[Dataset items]

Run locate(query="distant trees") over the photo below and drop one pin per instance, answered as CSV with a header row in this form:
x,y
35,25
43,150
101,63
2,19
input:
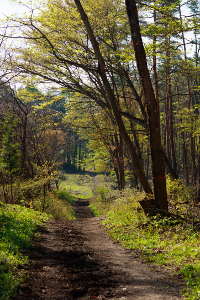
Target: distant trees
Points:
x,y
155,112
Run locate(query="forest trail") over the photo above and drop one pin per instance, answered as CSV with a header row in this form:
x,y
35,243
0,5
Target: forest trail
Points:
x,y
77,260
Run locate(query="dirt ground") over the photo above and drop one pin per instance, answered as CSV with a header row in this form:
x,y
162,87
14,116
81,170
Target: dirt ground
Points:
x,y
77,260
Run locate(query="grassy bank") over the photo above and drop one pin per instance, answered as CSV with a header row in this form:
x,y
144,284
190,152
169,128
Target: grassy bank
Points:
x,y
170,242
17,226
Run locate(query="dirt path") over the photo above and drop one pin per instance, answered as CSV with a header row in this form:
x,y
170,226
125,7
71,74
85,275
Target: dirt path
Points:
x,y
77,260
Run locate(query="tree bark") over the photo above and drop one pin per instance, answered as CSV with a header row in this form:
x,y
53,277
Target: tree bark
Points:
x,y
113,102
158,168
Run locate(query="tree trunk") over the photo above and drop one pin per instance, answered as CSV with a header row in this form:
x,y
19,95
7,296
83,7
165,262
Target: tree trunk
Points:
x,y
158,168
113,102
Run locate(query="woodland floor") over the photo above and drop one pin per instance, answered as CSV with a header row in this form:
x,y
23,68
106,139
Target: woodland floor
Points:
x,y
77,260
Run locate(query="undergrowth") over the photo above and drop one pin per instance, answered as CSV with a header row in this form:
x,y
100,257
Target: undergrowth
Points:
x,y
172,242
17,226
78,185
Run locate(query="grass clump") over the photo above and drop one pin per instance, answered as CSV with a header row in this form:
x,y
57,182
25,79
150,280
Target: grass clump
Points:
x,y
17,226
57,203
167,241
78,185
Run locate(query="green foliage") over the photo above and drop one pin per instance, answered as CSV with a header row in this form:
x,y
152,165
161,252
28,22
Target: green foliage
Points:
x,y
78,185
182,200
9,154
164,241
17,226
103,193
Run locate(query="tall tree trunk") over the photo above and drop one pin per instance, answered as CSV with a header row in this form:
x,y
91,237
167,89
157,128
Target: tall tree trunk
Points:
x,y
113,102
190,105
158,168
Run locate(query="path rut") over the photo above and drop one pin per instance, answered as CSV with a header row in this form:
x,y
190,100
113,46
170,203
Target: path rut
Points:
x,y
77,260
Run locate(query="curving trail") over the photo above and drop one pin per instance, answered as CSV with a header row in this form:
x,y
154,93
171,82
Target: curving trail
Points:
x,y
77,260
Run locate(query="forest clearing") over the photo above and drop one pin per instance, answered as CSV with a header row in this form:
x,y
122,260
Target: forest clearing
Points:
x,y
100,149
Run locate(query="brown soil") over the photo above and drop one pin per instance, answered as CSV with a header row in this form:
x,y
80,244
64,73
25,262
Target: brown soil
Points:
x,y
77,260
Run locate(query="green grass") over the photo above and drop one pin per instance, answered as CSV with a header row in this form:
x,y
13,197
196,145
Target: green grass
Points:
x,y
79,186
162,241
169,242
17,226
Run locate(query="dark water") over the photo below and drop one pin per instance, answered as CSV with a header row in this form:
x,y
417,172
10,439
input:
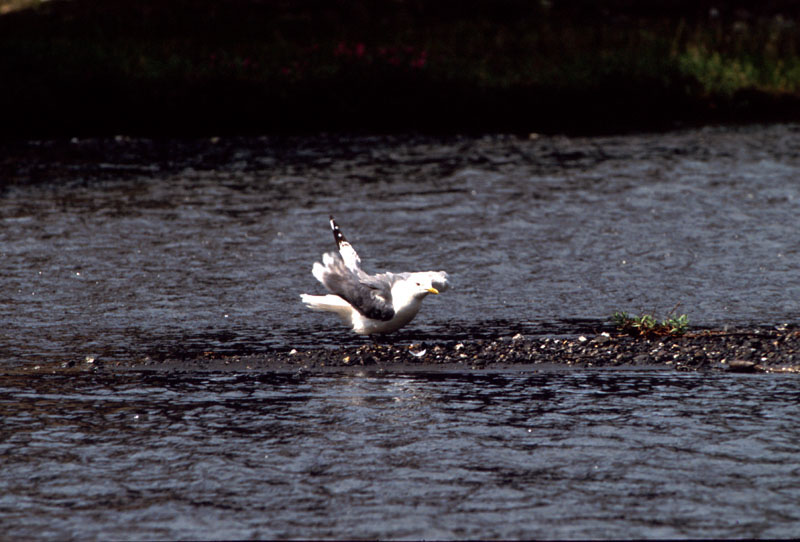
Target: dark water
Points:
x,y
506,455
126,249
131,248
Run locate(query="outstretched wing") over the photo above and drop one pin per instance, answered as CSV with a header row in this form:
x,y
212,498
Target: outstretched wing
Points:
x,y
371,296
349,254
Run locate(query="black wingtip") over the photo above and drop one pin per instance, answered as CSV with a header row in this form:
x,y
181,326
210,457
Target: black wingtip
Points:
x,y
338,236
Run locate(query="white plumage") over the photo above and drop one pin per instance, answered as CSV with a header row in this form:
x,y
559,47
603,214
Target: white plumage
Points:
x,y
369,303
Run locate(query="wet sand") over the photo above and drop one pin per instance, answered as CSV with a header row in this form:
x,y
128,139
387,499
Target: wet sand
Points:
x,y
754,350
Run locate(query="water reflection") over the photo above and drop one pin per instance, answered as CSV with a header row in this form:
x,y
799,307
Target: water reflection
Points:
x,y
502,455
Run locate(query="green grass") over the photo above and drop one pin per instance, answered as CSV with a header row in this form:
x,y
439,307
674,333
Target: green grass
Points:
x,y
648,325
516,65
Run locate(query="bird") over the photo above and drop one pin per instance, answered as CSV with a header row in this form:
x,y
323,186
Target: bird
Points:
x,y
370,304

## Stated goal
Leave out all pictures, then copy the remaining material exactly.

## Response for this exercise
Run locate(query="distant trees") over the photo below and drop one pin per instance, answered as CSV with a header row in this form:
x,y
35,25
43,150
101,63
2,19
input:
Target: distant trees
Points:
x,y
155,112
Run locate(query="forest trail") over the photo above and drop one pin per instance, answered as CSV with a header row in this form:
x,y
35,243
0,5
Target: forest trail
Points:
x,y
77,260
Run locate(query="dirt ground") over the photo above and drop one pin per instance, answered as CSV with a header row in this form:
x,y
162,87
14,116
81,170
Target: dirt ground
Points:
x,y
77,260
Run locate(query="grassy bank") over the photo above and drop one pin per instance, answered as CSV with a header row in this form:
x,y
144,284
190,152
169,128
Target: grassy bank
Points:
x,y
170,242
17,226
Run locate(query="dirt path") over the photo above and drop one pin per instance, answered as CSV with a header row in this form:
x,y
170,226
125,7
71,74
85,275
Target: dirt path
Points:
x,y
77,260
Run locate(query="tree bark") over the photo above and drop one pin per instance, answered as CSV with a header row in this form:
x,y
53,277
Target: tree bark
Points:
x,y
113,102
158,168
Run locate(query="tree trunk") over the photo above and drop one pin per instance, answered as CSV with a header row in this form:
x,y
19,95
7,296
83,7
165,262
Target: tree trunk
Points:
x,y
158,168
113,102
Run locate(query="woodland floor") over the photo above and drop one pin per instance, answered as CSV with a header row in this form:
x,y
23,68
106,139
Target: woodland floor
Points:
x,y
77,260
Run locate(query="undergrowth") over the photo above and drop one pin per instance, answered as CSV with a header row in this form:
x,y
100,257
Target: undergrowth
Points:
x,y
172,242
17,226
78,185
Run locate(query="grass clump") over the photo above and drop one pin per instance, answered as CSV with a header row in this form:
x,y
57,182
25,79
150,280
Target: grass clump
Points:
x,y
17,226
57,203
167,241
78,185
Run locate(query="green foliage") over the photo above and drop one pin per instance, answered as CSV with a header row in this form:
x,y
152,165
161,252
28,22
Target: green foliage
Points:
x,y
78,185
182,200
9,154
164,241
17,226
103,193
Run locate(query="tall tree trunk") over the photo above and drop one pin per instance, answered as CSV with a header row in this form:
x,y
91,237
167,89
157,128
Target: tall tree trunk
Points:
x,y
113,102
190,105
158,168
Run locate(query="path rut") over the photo above and drop one pin per instance, answered as CSV with a header row in this form:
x,y
190,100
113,46
170,203
Target: path rut
Points:
x,y
77,260
Run locate(query="curving trail") over the photo above and drop one pin per instance, answered as CSV with a header row in this form:
x,y
154,93
171,82
Target: curving trail
Points:
x,y
77,260
Run locate(query="forest clearing") over the photo above and drop one pin per instance, answered as CSV with a header row in this form:
x,y
122,260
Target: forest clearing
Points:
x,y
100,149
Run locate(query="brown soil") over the photo above and drop one pin per instance, answered as CSV with a header row in this form:
x,y
80,244
64,73
25,262
Target: brown soil
Points:
x,y
77,260
Run locate(query="green grass") over the photo above and drop one pin per instance, answered as CSV with a header row in this form:
x,y
13,197
196,145
Target: green grass
Points:
x,y
79,186
162,241
169,242
17,226
Run locate(query="dark water") over the photo below and drop one pin per instance, answered as CSV with a header row in this form:
x,y
417,172
10,439
input:
Target: dark water
Points:
x,y
506,455
126,249
131,248
Run locate(query="outstretched wing") over the photo above and drop one pin per instance, answered as CSV with a header row in this form:
x,y
212,498
Target: outstretched wing
Points:
x,y
371,296
349,254
Run locate(query="black wingtip") over the photo above and drop one pin per instance, answered as CSV with a header row in this form:
x,y
181,326
210,457
Target: black wingtip
Points:
x,y
338,236
Run locate(query="white plumage") over the photo above and drop one pin per instance, answered as CSV with a header row in this form:
x,y
559,47
603,214
Target: white plumage
Points:
x,y
369,303
Run locate(query="wet sand") over the photo above and drop one pin per instance, answered as CSV with a header row in this form:
x,y
128,139
387,499
Target: wet sand
Points:
x,y
754,350
Run locate(query="water reflection") over the photo above and drop one pin per instance, answered as CSV with a header row in this form:
x,y
799,307
Target: water reflection
Points:
x,y
502,455
Run locate(query="green grass") over the photo above and drop one pin per instance, answered as CSV with a header row in this form:
x,y
439,307
674,333
Target: green grass
Points:
x,y
648,325
516,65
Run locate(query="bird") over the photo above and drop one pin per instance, answered as CSV with a header row in this form:
x,y
323,186
Target: bird
Points:
x,y
370,304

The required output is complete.